→ ZU ERLEDIGEN
A: Nenne alle Ausdrücke, die im Text über V. und den Verein zwischen den Zeichen « und » stehen.
B: Prüfe bitte anhand des Texts über V. und den Verein, ob diese Aussagen zutreffen: (i) V. war an der Ausarbeitung einer Volksinitiative führend beteiligt. (ii) Die Demo „Ehe für Alle“ fand in Zürich statt. (iii) Hans-Peter Fricker ist der politische Leiter von Network.
C: Greif den Text über V. und den Verein nach seinem letzten Satz auf und schreib ihn weiter.

── TEXTAUSZUG

Was, wenn die politische Gesinnung nicht passt?

V. will Mitglied eines Vereins werden, der sich unteranderem für die gleichen Rechte von gleichgeschlechtlich Liebenden einsetzt. Doch V. engagiert sich mit seiner politischen Arbeit genau in gegengesetzter Richtung zu den Vereinszielen. Darf dieser V. nun in diesem Verein aufgenommen werden oder sollte ihm eine Mitgliedschaft verweigert werden?

Demo "Ehe für Alle" auf dem Münsterplatz in Bern am 17. Mai 2014.

Gleiche Rechte – ohne Kompromisse …

V. war federführend bei der Ausarbeitung der Volksinitiative: «Schweizer Recht statt fremde Richter» beteiligt. Diese sogenannte «Selbstbestimmungsinitiative» will die Europäische Menschrechtskonvention (EMRK) aufkündigen. Doch: Viele Errungenschaften für uns LGBTs in Europa haben wir der EMRK zu verdanken.

Dass ein Austritt aus der EMRK schwerwiegende Folgen für uns LGBTs hätte, bestätigte auch Hans-Peter Fricker, der politische Leiter von Network, letzten Oktober gegenüber in der «Mannschaft»:

Fällt das Schweizer Volk oder unser Parlament einen Entscheid, der die von der EMRK garantierten Rechte einer Minderheit verletzt oder einschränkt, können wir uns heute beim Europäischen Gerichtshof für Menschenrechte EGMR wehren. Tritt die Schweiz aus der EMRK aus, können wir das nicht mehr.

────
── BEREITGESTELLTE ANGABEN

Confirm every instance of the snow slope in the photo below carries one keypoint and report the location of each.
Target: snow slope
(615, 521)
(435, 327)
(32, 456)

────

→ ERWARTETE ERGEBNISSE
A:
Schweizer Recht statt fremde Richter
Selbstbestimmungsinitiative
Mannschaft

B:
(i) Ja: „V. war federführend bei der Ausarbeitung der Volksinitiative: «Schweizer Recht statt fremde Richter» beteiligt.“
(ii) Nein: „Demo "Ehe für Alle" auf dem Münsterplatz in Bern am 17. Mai 2014.“
(iii) Ja: „Hans-Peter Fricker, der politische Leiter von Network“

C:
Im Unterschied zu anderen Ländern existiert bei uns in der Schweiz keine Verfassungsgerichtbarkeit. Das Bundesgericht kann somit ein Gesetz nicht überprüfen, auch wenn dadurch Grundrechte verletzt werden, die von der Bundesverfassung eigentlich garantiert wären. Ausser der Anrufung des Europäischen Gerichtshofs für Menschenrechte haben Bürgerinnen und Bürger also keine Möglichkeit sich gegen Gesetze zu wehren. Der Schutz von Minderheiten werden in der Schweiz von der EMRK juristisch geregelt.

Im Umgang mit uns LGBTs hat die Schweiz einen gesellschaftlichen Wandel durchzogen und nach Aussagen von V. können wir getrost darauf vertrauen, dass sich die Mehrheit um uns Wohl kümmert. Dem widerspricht Hans-Peter Fricker vehement: «Das Pendel kann sehr leicht – zu unseren Ungunsten – auch wieder zurückschwingen». Und er ergänzt: «Umso bedauerlicher ist es, dass ein schwuler Jurist und Aktivist diese Initiative lanciert hat».

Ist damit die eingangs gestellte Frage beantwortet?